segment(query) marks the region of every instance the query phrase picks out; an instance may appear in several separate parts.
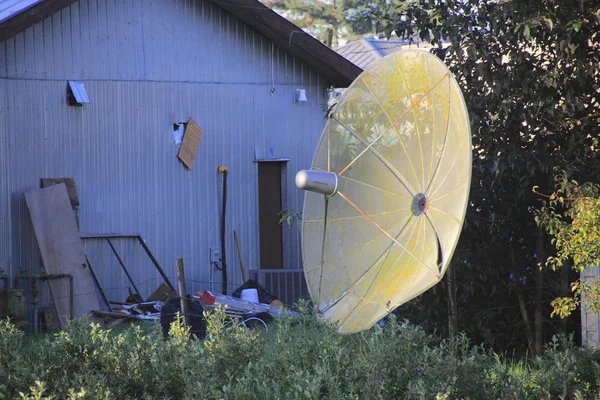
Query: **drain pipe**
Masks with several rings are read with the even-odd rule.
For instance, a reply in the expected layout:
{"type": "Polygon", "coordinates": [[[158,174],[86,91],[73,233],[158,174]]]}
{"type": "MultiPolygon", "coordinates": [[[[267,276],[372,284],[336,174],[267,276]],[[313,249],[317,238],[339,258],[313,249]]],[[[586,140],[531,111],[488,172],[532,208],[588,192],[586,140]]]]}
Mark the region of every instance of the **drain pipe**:
{"type": "Polygon", "coordinates": [[[10,278],[8,275],[0,275],[0,280],[4,281],[4,290],[10,287],[10,278]]]}
{"type": "Polygon", "coordinates": [[[225,216],[227,215],[227,167],[220,165],[219,174],[223,174],[223,204],[221,206],[221,272],[223,273],[223,294],[227,294],[227,258],[225,246],[225,216]]]}
{"type": "Polygon", "coordinates": [[[15,287],[19,286],[18,283],[20,280],[31,280],[31,307],[33,308],[33,331],[35,333],[38,332],[38,320],[37,320],[37,305],[38,305],[38,296],[40,294],[38,281],[47,281],[53,279],[63,279],[69,278],[69,314],[70,318],[73,319],[75,303],[73,296],[73,275],[71,274],[39,274],[39,275],[31,275],[31,274],[19,274],[15,277],[15,287]]]}

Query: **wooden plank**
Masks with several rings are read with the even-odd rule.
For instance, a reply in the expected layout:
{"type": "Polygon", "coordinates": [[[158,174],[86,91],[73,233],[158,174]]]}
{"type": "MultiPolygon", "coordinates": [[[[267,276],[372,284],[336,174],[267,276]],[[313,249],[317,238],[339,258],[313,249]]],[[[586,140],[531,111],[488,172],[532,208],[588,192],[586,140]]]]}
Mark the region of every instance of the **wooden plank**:
{"type": "Polygon", "coordinates": [[[188,169],[192,169],[194,166],[194,160],[196,158],[196,153],[198,152],[198,146],[200,146],[202,134],[202,128],[190,118],[185,127],[183,140],[181,141],[179,153],[177,154],[177,157],[179,157],[181,162],[183,162],[188,169]]]}
{"type": "MultiPolygon", "coordinates": [[[[74,317],[99,308],[96,286],[87,268],[85,253],[79,238],[73,210],[64,183],[25,193],[25,201],[44,267],[48,274],[73,276],[74,317]]],[[[48,282],[54,304],[65,326],[70,312],[69,281],[57,279],[48,282]]]]}
{"type": "Polygon", "coordinates": [[[177,292],[171,289],[166,283],[161,283],[154,292],[148,298],[146,302],[150,301],[162,301],[166,303],[170,297],[177,297],[177,292]]]}

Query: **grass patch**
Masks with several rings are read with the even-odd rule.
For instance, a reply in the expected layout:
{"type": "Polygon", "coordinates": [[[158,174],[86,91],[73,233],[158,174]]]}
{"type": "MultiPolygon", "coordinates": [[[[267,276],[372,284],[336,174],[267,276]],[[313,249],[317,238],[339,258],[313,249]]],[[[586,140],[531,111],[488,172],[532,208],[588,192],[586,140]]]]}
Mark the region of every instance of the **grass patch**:
{"type": "Polygon", "coordinates": [[[513,360],[440,340],[393,317],[339,335],[304,305],[302,318],[255,330],[208,316],[208,336],[181,323],[105,330],[85,318],[28,338],[0,323],[0,399],[550,399],[598,398],[600,357],[554,339],[513,360]]]}

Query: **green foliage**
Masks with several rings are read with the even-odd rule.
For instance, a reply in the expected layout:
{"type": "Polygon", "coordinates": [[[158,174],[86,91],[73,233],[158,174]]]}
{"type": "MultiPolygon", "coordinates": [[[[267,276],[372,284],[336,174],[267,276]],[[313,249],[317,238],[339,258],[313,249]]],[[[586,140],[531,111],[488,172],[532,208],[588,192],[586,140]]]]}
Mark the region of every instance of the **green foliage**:
{"type": "Polygon", "coordinates": [[[81,319],[28,339],[0,324],[0,399],[592,399],[600,354],[556,338],[534,361],[439,340],[391,315],[383,326],[340,335],[310,304],[266,332],[206,314],[208,336],[177,319],[101,329],[81,319]]]}
{"type": "MultiPolygon", "coordinates": [[[[531,189],[552,192],[553,167],[574,171],[580,182],[600,183],[599,8],[598,2],[571,0],[408,0],[370,14],[388,37],[438,47],[464,94],[473,173],[454,257],[460,260],[459,327],[478,343],[525,351],[517,293],[529,316],[537,306],[549,317],[550,302],[563,291],[559,272],[546,269],[537,278],[538,264],[554,249],[538,234],[532,209],[542,199],[531,189]],[[542,279],[537,301],[535,281],[542,279]]],[[[592,234],[589,226],[580,228],[592,234]]],[[[447,290],[438,286],[401,312],[444,333],[447,290]]],[[[547,322],[535,328],[547,332],[544,341],[556,332],[547,322]]]]}
{"type": "MultiPolygon", "coordinates": [[[[598,265],[600,254],[600,185],[580,185],[571,179],[571,173],[559,171],[555,191],[540,207],[536,221],[552,236],[556,255],[548,257],[546,266],[563,267],[572,261],[572,268],[583,272],[598,265]]],[[[534,191],[536,188],[534,188],[534,191]]],[[[552,315],[569,316],[580,305],[581,294],[590,303],[593,312],[600,312],[600,282],[590,285],[577,280],[571,285],[572,296],[559,297],[552,302],[552,315]]]]}
{"type": "Polygon", "coordinates": [[[333,47],[341,38],[353,38],[373,32],[373,24],[364,18],[366,10],[385,7],[382,0],[264,0],[263,3],[288,20],[333,47]]]}

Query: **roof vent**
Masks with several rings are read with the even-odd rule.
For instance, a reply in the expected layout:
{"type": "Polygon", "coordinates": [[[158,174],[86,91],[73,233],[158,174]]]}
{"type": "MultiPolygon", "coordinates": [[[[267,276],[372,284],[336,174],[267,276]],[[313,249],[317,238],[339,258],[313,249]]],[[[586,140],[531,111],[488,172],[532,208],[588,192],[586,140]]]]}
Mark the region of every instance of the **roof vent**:
{"type": "Polygon", "coordinates": [[[87,96],[83,82],[69,81],[67,86],[67,101],[70,106],[83,106],[84,103],[89,103],[90,98],[87,96]]]}

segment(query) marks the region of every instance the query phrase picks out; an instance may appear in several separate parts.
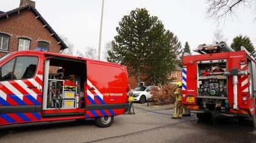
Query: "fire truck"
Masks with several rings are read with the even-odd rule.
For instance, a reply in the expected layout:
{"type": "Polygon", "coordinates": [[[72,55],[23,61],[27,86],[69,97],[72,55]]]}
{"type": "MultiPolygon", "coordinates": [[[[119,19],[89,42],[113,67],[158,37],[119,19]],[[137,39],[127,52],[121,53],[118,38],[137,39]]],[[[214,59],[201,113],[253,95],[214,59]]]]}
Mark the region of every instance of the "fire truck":
{"type": "Polygon", "coordinates": [[[200,54],[183,58],[182,103],[199,120],[213,115],[236,117],[256,126],[255,58],[244,47],[224,42],[201,44],[200,54]]]}
{"type": "Polygon", "coordinates": [[[41,51],[0,59],[0,125],[94,118],[108,127],[127,109],[126,67],[41,51]]]}

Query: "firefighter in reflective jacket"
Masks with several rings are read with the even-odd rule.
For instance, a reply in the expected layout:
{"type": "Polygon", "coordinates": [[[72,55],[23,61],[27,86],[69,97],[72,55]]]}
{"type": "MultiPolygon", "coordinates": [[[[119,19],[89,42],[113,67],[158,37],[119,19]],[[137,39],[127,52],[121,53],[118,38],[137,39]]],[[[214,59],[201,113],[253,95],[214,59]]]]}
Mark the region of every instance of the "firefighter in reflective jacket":
{"type": "Polygon", "coordinates": [[[174,103],[174,114],[172,119],[182,119],[183,113],[183,106],[182,104],[182,83],[179,82],[177,83],[178,88],[174,92],[174,95],[176,96],[176,101],[174,103]],[[179,113],[179,114],[178,114],[179,113]]]}

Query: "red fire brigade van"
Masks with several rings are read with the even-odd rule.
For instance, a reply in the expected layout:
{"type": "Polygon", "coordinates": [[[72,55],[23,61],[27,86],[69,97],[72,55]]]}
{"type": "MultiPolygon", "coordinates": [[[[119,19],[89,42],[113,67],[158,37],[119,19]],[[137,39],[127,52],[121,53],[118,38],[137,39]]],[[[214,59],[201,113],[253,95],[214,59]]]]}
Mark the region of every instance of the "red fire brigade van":
{"type": "Polygon", "coordinates": [[[199,45],[201,55],[184,56],[182,103],[199,119],[237,117],[256,126],[256,60],[244,47],[224,42],[199,45]]]}
{"type": "Polygon", "coordinates": [[[39,52],[0,59],[0,125],[95,118],[101,127],[127,110],[126,67],[39,52]]]}

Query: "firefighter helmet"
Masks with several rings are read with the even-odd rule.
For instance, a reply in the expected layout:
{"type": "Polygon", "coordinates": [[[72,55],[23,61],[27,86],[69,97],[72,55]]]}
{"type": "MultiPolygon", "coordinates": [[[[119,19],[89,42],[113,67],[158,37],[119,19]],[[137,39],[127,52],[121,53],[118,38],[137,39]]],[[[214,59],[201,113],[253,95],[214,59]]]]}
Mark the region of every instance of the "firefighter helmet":
{"type": "Polygon", "coordinates": [[[182,83],[180,82],[179,82],[178,83],[177,83],[177,85],[178,86],[178,87],[182,86],[182,83]]]}

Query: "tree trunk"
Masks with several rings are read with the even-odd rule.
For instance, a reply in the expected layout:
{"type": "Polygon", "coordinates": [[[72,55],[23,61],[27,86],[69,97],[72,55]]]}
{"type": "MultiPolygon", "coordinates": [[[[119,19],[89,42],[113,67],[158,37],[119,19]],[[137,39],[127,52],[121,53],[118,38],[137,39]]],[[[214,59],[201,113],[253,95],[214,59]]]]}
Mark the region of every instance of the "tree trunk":
{"type": "Polygon", "coordinates": [[[136,73],[136,82],[137,82],[137,87],[138,87],[140,85],[140,69],[138,68],[138,71],[136,73]]]}

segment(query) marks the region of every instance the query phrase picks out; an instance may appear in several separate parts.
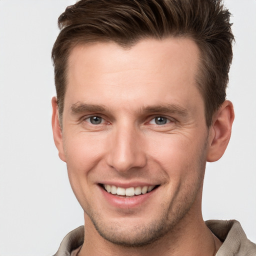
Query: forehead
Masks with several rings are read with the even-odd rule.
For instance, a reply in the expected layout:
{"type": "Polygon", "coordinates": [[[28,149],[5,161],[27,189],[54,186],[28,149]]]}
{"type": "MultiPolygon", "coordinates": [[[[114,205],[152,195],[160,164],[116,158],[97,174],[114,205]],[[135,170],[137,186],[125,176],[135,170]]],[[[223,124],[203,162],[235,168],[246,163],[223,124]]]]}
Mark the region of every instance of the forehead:
{"type": "Polygon", "coordinates": [[[198,93],[198,56],[188,38],[144,40],[129,48],[114,42],[78,46],[68,58],[65,100],[106,100],[110,106],[114,98],[128,105],[184,100],[198,93]]]}

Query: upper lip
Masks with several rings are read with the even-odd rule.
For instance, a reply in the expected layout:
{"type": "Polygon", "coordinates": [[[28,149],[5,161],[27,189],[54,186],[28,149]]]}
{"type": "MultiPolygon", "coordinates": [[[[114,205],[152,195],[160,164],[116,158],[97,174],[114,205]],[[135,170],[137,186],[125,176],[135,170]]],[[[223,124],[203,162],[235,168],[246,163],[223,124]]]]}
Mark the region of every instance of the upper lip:
{"type": "Polygon", "coordinates": [[[148,182],[99,182],[100,184],[106,184],[115,186],[116,187],[123,188],[136,188],[136,186],[156,186],[159,184],[154,184],[148,182]]]}

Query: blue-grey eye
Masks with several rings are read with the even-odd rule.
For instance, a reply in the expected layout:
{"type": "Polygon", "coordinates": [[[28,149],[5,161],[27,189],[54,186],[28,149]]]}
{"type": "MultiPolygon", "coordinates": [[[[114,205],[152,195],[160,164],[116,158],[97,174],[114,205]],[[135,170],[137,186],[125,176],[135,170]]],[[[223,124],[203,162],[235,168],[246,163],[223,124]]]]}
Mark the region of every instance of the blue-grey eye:
{"type": "Polygon", "coordinates": [[[164,116],[156,116],[152,119],[152,120],[150,121],[150,124],[157,124],[158,126],[162,126],[170,122],[170,120],[166,118],[164,118],[164,116]]]}
{"type": "Polygon", "coordinates": [[[92,124],[100,124],[102,122],[102,118],[100,116],[91,116],[90,120],[92,124]]]}
{"type": "Polygon", "coordinates": [[[163,116],[158,116],[154,118],[156,124],[158,125],[165,124],[167,123],[167,118],[163,116]]]}

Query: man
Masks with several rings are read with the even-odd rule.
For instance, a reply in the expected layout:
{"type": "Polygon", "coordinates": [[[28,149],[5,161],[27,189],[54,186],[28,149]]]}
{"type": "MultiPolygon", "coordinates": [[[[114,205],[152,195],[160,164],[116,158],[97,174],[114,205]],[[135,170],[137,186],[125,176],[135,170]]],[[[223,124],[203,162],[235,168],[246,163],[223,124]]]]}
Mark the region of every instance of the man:
{"type": "Polygon", "coordinates": [[[59,18],[52,127],[84,227],[56,256],[256,255],[202,214],[227,146],[234,36],[220,1],[81,0],[59,18]]]}

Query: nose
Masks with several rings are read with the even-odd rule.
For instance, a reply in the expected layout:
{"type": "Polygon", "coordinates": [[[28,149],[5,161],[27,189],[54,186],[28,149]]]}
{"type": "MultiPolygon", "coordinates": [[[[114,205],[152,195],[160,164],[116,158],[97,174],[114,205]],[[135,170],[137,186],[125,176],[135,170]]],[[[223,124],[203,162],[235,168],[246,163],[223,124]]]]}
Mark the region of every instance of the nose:
{"type": "Polygon", "coordinates": [[[142,168],[146,162],[143,134],[130,125],[116,127],[109,138],[107,164],[116,171],[126,172],[142,168]]]}

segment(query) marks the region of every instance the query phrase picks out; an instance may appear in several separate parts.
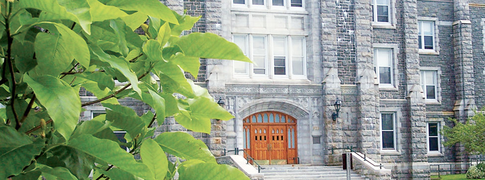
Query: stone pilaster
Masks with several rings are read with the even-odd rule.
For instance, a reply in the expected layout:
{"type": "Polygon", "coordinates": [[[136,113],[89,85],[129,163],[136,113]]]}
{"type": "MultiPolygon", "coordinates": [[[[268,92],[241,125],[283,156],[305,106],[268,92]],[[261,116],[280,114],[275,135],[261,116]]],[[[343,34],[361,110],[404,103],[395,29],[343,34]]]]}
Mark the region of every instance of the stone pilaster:
{"type": "MultiPolygon", "coordinates": [[[[222,0],[205,0],[205,28],[207,32],[221,35],[222,33],[222,0]]],[[[207,89],[215,100],[221,97],[225,99],[225,82],[229,73],[222,71],[223,67],[221,60],[207,60],[207,89]]],[[[213,119],[211,121],[210,134],[208,136],[207,146],[215,156],[220,156],[226,149],[226,122],[213,119]]]]}
{"type": "Polygon", "coordinates": [[[379,89],[376,87],[373,70],[371,4],[365,0],[356,0],[355,3],[358,147],[362,153],[380,162],[379,101],[376,95],[379,89]]]}
{"type": "MultiPolygon", "coordinates": [[[[453,44],[457,97],[453,110],[455,118],[464,122],[468,117],[473,115],[472,109],[475,104],[472,24],[468,0],[453,0],[453,9],[455,21],[453,23],[453,44]]],[[[466,161],[468,156],[463,146],[459,145],[455,148],[457,161],[466,161]]]]}
{"type": "Polygon", "coordinates": [[[413,180],[429,179],[429,168],[426,154],[426,106],[419,75],[418,53],[417,9],[416,0],[404,0],[403,18],[404,31],[404,53],[407,96],[407,118],[410,136],[408,154],[409,170],[413,180]]]}
{"type": "Polygon", "coordinates": [[[325,77],[322,83],[323,92],[324,141],[325,153],[324,162],[327,165],[341,164],[342,150],[328,151],[331,148],[342,148],[343,132],[341,119],[333,121],[332,114],[335,112],[334,103],[340,95],[340,80],[338,78],[337,59],[337,19],[335,1],[320,0],[320,19],[321,24],[322,64],[325,77]],[[339,122],[340,121],[340,122],[339,122]]]}

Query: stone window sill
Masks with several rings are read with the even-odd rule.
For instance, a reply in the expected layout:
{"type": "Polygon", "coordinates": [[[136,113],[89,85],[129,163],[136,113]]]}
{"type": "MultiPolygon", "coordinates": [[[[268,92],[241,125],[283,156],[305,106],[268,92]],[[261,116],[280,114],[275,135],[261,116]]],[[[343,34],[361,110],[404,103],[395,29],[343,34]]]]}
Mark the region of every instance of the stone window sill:
{"type": "Polygon", "coordinates": [[[441,153],[428,153],[428,154],[426,155],[427,155],[427,156],[428,156],[429,157],[443,157],[443,156],[445,156],[444,155],[443,155],[443,154],[442,154],[441,153]]]}
{"type": "Polygon", "coordinates": [[[391,23],[372,23],[372,28],[374,29],[396,29],[396,26],[391,23]]]}
{"type": "Polygon", "coordinates": [[[381,155],[400,155],[401,153],[396,150],[381,150],[381,155]]]}
{"type": "Polygon", "coordinates": [[[440,55],[440,52],[436,51],[422,51],[420,50],[418,52],[419,54],[425,55],[440,55]]]}

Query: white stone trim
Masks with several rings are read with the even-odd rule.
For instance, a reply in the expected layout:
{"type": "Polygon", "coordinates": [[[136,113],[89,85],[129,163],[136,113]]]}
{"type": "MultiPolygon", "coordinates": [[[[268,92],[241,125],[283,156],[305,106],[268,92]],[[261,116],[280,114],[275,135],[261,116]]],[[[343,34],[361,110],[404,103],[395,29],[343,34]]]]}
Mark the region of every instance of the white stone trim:
{"type": "MultiPolygon", "coordinates": [[[[382,86],[379,84],[379,90],[384,91],[397,91],[397,87],[399,87],[399,70],[397,69],[397,53],[399,53],[399,48],[397,44],[384,44],[384,43],[374,43],[372,44],[373,53],[374,48],[389,48],[392,50],[392,81],[393,84],[392,87],[382,86]]],[[[374,59],[374,56],[372,57],[373,62],[375,61],[374,59]]]]}
{"type": "MultiPolygon", "coordinates": [[[[427,50],[419,49],[418,48],[418,51],[419,54],[425,54],[425,55],[440,55],[440,30],[438,25],[441,25],[441,22],[438,19],[438,17],[418,17],[418,23],[420,21],[433,21],[434,28],[433,32],[434,34],[433,34],[433,38],[434,39],[434,49],[432,50],[427,50]]],[[[451,24],[450,24],[451,25],[451,24]]],[[[418,25],[419,27],[419,26],[418,25]]],[[[419,35],[419,34],[418,34],[419,35]]],[[[424,46],[423,44],[423,46],[424,46]]]]}
{"type": "MultiPolygon", "coordinates": [[[[421,66],[419,67],[420,71],[436,71],[436,99],[425,99],[426,104],[429,105],[441,105],[442,102],[441,96],[441,68],[439,67],[429,67],[421,66]]],[[[421,72],[419,72],[419,78],[420,80],[421,72]]],[[[420,85],[421,85],[420,84],[420,85]]],[[[425,98],[426,97],[425,97],[425,98]]]]}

- - -

**EXERCISE INSTRUCTIONS:**
Extract every line of the rows above that contains the word "truck", and list them in the order they appear.

**REPLY TO THE TASK:**
Query: "fire truck"
Mark the region of every instance of the "fire truck":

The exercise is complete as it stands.